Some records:
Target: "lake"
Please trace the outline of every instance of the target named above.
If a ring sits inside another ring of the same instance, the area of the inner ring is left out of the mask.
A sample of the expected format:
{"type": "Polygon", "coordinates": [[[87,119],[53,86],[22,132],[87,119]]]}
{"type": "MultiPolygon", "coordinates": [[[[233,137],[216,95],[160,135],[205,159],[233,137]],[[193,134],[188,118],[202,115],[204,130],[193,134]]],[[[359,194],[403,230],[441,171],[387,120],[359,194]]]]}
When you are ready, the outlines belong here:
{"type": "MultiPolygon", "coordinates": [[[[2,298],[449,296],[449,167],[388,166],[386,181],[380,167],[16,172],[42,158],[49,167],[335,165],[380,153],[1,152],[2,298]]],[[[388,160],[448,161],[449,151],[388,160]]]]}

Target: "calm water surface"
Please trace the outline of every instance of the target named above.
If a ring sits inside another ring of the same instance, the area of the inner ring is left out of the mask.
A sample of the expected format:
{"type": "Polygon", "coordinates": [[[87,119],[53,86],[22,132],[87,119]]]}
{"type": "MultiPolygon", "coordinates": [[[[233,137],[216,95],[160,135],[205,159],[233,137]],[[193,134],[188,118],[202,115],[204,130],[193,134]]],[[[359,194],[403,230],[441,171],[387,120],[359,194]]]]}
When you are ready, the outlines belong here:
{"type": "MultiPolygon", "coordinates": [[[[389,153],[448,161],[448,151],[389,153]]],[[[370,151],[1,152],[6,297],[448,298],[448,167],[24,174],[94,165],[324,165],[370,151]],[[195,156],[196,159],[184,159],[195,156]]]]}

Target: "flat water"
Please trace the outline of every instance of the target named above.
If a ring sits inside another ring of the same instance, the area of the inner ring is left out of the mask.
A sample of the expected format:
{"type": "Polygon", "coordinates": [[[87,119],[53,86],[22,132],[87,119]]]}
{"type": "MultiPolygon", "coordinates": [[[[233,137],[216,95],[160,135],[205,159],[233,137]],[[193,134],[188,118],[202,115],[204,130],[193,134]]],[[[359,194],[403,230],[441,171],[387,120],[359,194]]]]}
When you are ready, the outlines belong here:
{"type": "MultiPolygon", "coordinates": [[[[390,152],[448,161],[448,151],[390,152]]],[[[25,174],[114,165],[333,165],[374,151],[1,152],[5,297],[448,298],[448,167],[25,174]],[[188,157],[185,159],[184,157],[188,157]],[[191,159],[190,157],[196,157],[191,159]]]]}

WRITTEN PROBLEM: Please copy all of the records above line for line, without changing anything.

COMPLETED EXERCISE:
Target: "lake"
Please trace the outline of every instance of the target named above.
If a ring sits inside another ring of the same instance, the area of the inner ring is left out of the mask.
A sample of the expected format:
{"type": "Polygon", "coordinates": [[[87,119],[53,86],[22,132],[87,119]]]}
{"type": "MultiPolygon", "coordinates": [[[[233,137],[216,95],[160,135],[205,159],[233,137]],[[193,134],[188,118],[202,115],[204,130],[193,134]]],[[[359,194],[403,230],[441,171],[387,120],[359,194]]]]}
When you are ready, the outlines belong here:
{"type": "MultiPolygon", "coordinates": [[[[2,298],[449,296],[449,167],[388,166],[386,181],[380,167],[16,172],[42,158],[49,167],[335,165],[380,153],[1,152],[2,298]]],[[[388,160],[448,161],[449,151],[388,160]]]]}

Target: "calm water surface"
Please trace the outline of every instance of the target named above.
If a ring sits inside another ring of the same instance, the area of the inner ring is left out of the mask.
A sample of the expected format:
{"type": "Polygon", "coordinates": [[[87,119],[53,86],[22,132],[87,119]]]}
{"type": "MultiPolygon", "coordinates": [[[[233,137],[216,95],[160,135],[205,159],[233,137]],[[193,134],[188,118],[202,115],[204,130],[193,134]]],[[[359,194],[403,230],[441,171],[387,120],[359,194]]]]}
When you are ready, the outlines belong here:
{"type": "MultiPolygon", "coordinates": [[[[389,153],[448,161],[448,151],[389,153]]],[[[370,151],[1,152],[6,297],[448,298],[448,167],[24,174],[94,165],[324,165],[370,151]],[[195,156],[196,159],[184,159],[195,156]]]]}

Target: "flat water"
Please trace the outline of every instance of the target named above.
If a ring sits inside another ring of the same instance, the area of the inner ring is left out of the mask.
A sample of the expected format:
{"type": "Polygon", "coordinates": [[[87,119],[53,86],[22,132],[87,119]]]}
{"type": "MultiPolygon", "coordinates": [[[[233,137],[216,95],[160,135],[205,159],[233,137]],[[193,134],[188,118],[202,115],[204,130],[193,134]]],[[[359,194],[403,230],[441,171],[387,120],[359,194]]]]}
When you are ready, the outlines belong here:
{"type": "MultiPolygon", "coordinates": [[[[390,152],[448,161],[448,151],[390,152]]],[[[25,174],[114,165],[333,165],[374,151],[1,152],[5,297],[448,298],[448,167],[25,174]],[[188,157],[185,159],[184,157],[188,157]],[[191,159],[190,157],[196,157],[191,159]]]]}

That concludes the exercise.